Would you copy out only the lines from the one with "Each instance receives one keypoint. Mark the light" to the end of the records, exactly as they stand?
##### Extracted entries #####
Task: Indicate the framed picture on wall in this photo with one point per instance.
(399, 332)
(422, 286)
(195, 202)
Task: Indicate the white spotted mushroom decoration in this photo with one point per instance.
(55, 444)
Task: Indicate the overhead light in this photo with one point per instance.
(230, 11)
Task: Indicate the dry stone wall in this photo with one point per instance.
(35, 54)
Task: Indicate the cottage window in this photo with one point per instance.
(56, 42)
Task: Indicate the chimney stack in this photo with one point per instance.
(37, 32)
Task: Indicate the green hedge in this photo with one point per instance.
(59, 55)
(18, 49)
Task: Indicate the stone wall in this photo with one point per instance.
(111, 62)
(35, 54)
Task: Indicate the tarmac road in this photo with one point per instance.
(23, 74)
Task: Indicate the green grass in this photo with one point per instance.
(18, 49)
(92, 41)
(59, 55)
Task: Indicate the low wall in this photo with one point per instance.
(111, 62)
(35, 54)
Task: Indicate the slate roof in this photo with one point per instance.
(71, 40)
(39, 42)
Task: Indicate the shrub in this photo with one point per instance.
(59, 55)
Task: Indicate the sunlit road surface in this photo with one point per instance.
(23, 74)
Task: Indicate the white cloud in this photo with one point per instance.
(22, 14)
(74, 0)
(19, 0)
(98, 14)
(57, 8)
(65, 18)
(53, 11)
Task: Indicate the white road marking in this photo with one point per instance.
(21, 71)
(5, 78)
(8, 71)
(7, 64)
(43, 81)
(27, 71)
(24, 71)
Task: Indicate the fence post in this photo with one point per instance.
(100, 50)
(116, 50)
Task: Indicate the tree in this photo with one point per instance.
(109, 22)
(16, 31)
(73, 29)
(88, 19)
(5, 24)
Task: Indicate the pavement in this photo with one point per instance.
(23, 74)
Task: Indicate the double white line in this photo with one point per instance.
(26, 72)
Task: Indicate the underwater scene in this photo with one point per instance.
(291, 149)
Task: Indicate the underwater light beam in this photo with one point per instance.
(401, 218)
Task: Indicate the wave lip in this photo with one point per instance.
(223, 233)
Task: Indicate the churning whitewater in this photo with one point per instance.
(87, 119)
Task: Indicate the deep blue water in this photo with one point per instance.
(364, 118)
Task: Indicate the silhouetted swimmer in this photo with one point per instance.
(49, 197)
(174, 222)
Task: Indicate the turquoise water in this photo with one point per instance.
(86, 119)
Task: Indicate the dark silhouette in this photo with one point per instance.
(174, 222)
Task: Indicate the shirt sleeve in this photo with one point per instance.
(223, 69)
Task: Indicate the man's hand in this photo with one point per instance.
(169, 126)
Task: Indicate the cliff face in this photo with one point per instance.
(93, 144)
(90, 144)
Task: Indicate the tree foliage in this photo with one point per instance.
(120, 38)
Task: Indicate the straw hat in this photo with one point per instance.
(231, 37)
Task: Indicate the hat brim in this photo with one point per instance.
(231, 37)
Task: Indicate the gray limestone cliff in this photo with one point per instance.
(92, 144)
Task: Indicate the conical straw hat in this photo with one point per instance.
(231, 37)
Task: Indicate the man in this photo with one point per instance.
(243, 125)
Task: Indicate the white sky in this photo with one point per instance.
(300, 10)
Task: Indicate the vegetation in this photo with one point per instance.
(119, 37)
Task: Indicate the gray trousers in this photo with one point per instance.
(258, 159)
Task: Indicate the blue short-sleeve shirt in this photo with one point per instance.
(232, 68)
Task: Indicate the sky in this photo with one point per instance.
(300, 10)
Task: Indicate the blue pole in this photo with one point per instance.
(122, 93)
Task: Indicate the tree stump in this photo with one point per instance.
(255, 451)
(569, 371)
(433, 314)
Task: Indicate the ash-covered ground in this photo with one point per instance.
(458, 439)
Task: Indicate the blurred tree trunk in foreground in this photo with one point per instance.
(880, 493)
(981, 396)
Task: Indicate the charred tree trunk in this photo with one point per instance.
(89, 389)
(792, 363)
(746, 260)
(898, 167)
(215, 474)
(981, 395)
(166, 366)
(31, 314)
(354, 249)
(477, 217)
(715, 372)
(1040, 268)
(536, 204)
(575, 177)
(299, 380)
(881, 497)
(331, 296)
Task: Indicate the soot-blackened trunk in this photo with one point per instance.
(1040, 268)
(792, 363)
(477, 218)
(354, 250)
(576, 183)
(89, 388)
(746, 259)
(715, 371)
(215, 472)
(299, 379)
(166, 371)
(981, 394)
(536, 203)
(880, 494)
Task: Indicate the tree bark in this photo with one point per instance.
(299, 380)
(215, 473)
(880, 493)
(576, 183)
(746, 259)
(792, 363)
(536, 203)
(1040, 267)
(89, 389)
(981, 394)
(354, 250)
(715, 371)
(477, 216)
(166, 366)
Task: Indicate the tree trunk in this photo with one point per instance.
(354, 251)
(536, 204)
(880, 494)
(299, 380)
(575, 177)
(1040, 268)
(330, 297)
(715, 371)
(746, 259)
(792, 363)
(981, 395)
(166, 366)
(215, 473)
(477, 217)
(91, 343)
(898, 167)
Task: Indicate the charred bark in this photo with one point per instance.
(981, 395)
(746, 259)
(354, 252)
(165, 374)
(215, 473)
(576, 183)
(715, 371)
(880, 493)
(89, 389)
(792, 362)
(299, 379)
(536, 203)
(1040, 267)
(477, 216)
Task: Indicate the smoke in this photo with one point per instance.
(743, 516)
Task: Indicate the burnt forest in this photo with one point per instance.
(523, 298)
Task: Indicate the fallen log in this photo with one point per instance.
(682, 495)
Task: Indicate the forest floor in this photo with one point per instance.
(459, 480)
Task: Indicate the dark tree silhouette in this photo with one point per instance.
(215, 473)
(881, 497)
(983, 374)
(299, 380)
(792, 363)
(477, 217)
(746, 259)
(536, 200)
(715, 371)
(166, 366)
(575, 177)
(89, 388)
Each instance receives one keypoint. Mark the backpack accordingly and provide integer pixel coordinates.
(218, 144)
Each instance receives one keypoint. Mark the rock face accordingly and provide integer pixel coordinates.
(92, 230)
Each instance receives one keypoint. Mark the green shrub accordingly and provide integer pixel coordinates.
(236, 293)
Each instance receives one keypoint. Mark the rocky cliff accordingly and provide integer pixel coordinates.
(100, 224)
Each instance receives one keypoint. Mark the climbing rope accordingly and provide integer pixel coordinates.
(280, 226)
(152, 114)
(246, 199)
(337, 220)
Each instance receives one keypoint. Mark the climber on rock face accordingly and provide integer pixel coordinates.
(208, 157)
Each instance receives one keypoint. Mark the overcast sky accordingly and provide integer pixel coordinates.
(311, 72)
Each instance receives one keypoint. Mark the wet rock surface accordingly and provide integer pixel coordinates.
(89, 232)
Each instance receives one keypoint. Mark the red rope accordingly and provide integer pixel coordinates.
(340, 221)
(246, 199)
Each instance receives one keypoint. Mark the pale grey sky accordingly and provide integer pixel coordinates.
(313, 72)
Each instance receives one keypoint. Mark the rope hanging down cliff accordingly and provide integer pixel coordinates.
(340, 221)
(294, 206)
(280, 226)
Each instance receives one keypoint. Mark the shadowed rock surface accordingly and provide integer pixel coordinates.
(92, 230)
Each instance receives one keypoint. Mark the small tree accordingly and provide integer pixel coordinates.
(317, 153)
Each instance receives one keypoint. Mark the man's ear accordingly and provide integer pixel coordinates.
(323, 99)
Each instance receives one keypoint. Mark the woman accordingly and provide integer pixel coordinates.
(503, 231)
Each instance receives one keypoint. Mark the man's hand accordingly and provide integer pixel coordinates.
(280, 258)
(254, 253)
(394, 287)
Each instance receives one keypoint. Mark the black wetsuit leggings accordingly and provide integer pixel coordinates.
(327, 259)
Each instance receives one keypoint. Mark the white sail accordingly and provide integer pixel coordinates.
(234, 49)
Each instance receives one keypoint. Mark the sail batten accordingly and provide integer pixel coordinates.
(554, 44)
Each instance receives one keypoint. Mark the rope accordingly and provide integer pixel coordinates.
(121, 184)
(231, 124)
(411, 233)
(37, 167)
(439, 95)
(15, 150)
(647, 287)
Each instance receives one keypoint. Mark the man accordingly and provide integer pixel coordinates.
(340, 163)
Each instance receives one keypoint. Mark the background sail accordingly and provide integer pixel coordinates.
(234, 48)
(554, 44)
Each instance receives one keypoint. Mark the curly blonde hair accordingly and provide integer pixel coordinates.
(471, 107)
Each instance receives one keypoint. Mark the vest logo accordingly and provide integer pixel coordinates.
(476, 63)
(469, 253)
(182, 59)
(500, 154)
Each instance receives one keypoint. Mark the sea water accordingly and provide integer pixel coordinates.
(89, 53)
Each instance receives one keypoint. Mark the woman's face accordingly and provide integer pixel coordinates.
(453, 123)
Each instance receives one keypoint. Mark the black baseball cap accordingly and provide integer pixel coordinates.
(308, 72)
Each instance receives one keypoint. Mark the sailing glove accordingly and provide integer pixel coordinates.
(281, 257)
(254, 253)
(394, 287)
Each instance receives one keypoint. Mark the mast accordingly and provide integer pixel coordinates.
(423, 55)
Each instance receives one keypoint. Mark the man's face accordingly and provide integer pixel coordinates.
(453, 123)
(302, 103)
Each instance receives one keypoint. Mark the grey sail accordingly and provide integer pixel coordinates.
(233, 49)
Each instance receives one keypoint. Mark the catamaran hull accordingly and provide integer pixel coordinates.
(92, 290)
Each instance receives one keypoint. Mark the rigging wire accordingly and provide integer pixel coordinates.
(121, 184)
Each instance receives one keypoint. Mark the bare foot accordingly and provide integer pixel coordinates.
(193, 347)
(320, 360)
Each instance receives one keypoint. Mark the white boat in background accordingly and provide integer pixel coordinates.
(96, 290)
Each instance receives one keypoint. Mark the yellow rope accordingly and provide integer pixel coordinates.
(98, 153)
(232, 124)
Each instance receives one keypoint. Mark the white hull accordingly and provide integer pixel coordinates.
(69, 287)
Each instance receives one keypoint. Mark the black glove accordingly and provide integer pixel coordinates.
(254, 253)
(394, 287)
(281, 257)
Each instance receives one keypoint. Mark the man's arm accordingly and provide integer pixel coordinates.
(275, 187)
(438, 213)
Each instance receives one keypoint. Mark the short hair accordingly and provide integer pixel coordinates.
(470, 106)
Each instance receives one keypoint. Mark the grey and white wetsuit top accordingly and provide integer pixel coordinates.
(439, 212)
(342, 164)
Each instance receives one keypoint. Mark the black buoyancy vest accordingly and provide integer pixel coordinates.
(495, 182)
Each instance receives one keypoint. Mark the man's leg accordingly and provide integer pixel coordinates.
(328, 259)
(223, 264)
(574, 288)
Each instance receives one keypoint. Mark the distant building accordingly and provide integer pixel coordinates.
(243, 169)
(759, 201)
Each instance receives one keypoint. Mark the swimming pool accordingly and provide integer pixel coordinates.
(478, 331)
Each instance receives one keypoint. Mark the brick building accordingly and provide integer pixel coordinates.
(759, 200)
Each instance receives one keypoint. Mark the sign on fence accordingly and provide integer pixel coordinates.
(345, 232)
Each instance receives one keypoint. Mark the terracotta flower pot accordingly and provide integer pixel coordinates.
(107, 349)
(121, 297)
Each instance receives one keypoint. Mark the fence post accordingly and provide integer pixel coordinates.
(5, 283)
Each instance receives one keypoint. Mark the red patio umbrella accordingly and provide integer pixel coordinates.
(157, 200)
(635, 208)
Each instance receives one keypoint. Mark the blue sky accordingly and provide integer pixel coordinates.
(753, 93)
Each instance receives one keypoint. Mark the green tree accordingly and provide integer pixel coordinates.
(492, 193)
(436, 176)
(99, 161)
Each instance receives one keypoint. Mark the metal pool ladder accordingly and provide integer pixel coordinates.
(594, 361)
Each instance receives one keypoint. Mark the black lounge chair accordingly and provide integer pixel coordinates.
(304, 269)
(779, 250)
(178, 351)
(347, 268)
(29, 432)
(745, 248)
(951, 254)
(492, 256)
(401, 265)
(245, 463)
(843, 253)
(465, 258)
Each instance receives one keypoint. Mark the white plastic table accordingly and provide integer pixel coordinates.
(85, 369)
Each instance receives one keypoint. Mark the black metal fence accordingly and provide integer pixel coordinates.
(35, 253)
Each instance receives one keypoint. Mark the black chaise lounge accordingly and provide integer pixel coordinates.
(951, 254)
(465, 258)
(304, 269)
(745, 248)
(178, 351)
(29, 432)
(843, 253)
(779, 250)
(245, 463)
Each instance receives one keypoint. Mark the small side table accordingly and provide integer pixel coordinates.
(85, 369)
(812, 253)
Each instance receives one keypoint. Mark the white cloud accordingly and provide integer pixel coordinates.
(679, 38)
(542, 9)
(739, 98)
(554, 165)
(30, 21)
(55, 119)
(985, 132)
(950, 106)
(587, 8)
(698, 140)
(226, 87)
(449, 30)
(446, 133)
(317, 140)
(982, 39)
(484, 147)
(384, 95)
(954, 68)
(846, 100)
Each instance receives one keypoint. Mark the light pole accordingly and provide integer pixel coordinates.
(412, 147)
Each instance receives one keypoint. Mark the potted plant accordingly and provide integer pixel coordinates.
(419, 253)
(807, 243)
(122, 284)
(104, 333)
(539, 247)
#####
*Your response*
Each instance receives one keypoint. Mark the light pole accordingly and provide integer pixel coordinates.
(412, 147)
Each instance receives one keypoint. Mark the potted plant accordingly and provide integer pixel coordinates.
(419, 253)
(807, 243)
(122, 284)
(104, 333)
(539, 247)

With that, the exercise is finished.